* EXERCISE REQUIREMENTS
Reproduce, exactly, the lines of the material below from the line containing "Mark one point on each instance of the silhouetted" through the line containing "Mark one point on each instance of the hat", with both end lines included and nothing else.

* DATA FOR THE TASK
▬▬▬▬▬▬
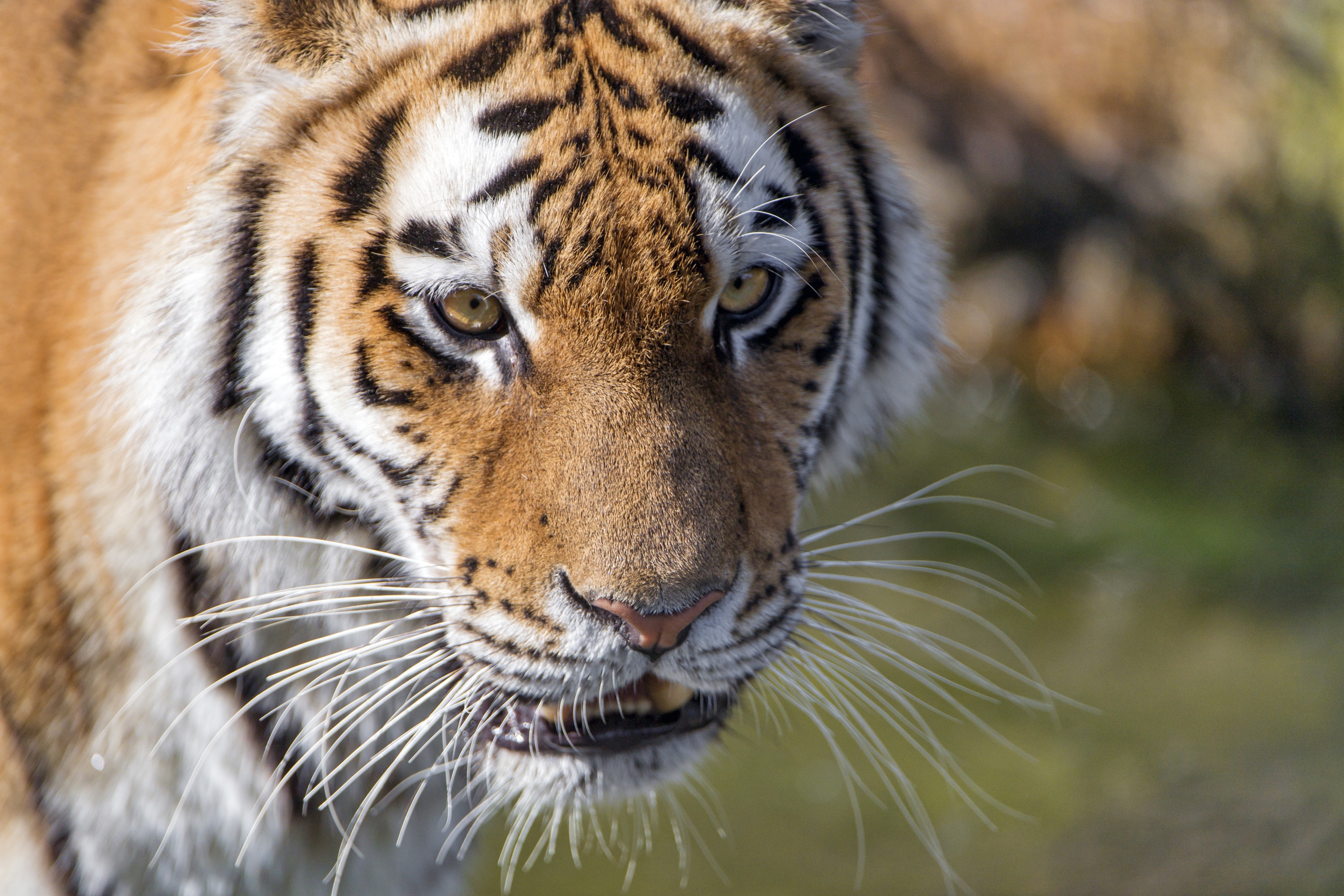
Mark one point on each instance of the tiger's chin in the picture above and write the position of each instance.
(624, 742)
▬▬▬▬▬▬
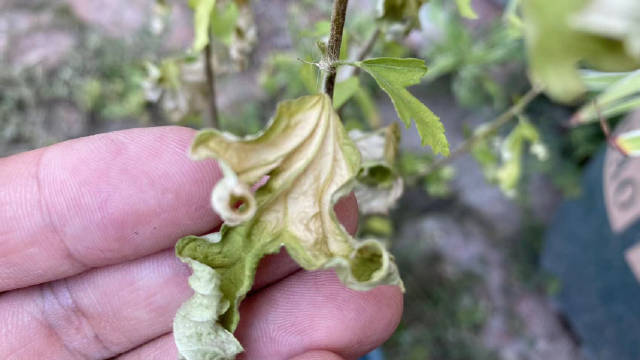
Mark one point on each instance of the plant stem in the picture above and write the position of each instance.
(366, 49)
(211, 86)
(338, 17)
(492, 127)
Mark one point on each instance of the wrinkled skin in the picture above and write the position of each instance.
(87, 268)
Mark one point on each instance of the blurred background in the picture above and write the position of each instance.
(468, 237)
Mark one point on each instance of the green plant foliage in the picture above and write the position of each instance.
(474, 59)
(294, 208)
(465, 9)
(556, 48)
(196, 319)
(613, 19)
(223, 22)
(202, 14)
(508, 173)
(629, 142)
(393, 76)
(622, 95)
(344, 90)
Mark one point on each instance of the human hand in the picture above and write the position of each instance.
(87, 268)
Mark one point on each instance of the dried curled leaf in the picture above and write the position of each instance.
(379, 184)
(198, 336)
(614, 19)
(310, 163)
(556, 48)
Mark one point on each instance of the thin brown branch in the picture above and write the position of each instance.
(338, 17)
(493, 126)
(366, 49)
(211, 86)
▬▬▬▬▬▬
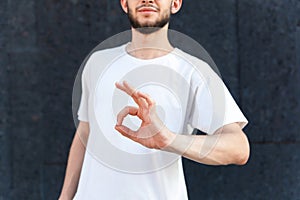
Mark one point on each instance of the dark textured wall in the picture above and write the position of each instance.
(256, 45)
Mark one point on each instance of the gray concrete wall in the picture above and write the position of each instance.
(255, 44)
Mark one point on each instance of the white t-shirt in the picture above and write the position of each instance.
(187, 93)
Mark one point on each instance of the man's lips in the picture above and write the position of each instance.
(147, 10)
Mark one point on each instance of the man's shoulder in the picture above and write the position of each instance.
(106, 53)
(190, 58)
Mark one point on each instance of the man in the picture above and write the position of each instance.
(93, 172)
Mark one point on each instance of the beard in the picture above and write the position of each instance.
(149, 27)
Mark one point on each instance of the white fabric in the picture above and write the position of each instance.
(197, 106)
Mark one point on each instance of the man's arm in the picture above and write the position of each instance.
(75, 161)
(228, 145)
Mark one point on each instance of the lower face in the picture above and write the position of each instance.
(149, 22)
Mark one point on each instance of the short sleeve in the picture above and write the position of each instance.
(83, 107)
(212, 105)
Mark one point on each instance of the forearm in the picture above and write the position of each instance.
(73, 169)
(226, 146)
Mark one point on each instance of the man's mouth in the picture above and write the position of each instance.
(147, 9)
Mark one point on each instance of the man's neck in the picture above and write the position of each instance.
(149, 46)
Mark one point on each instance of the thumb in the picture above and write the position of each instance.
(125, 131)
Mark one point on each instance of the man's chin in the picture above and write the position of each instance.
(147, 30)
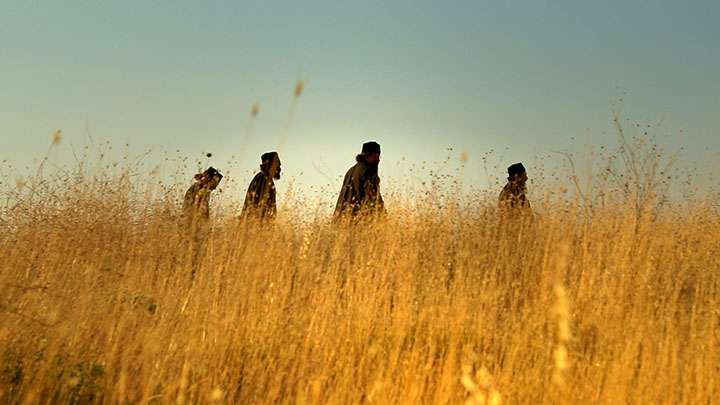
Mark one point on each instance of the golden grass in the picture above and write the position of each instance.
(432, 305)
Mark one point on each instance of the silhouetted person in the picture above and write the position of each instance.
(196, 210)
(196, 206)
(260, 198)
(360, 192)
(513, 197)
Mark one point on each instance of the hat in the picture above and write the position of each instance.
▬▬▬▬▬▬
* TASK RESULT
Mark one point on each instance of the silhouetted person in the picture above and write the position of each instance.
(196, 210)
(196, 206)
(260, 198)
(360, 192)
(513, 197)
Mark one point on each instance of the hat in the picture above and write the position of each instance.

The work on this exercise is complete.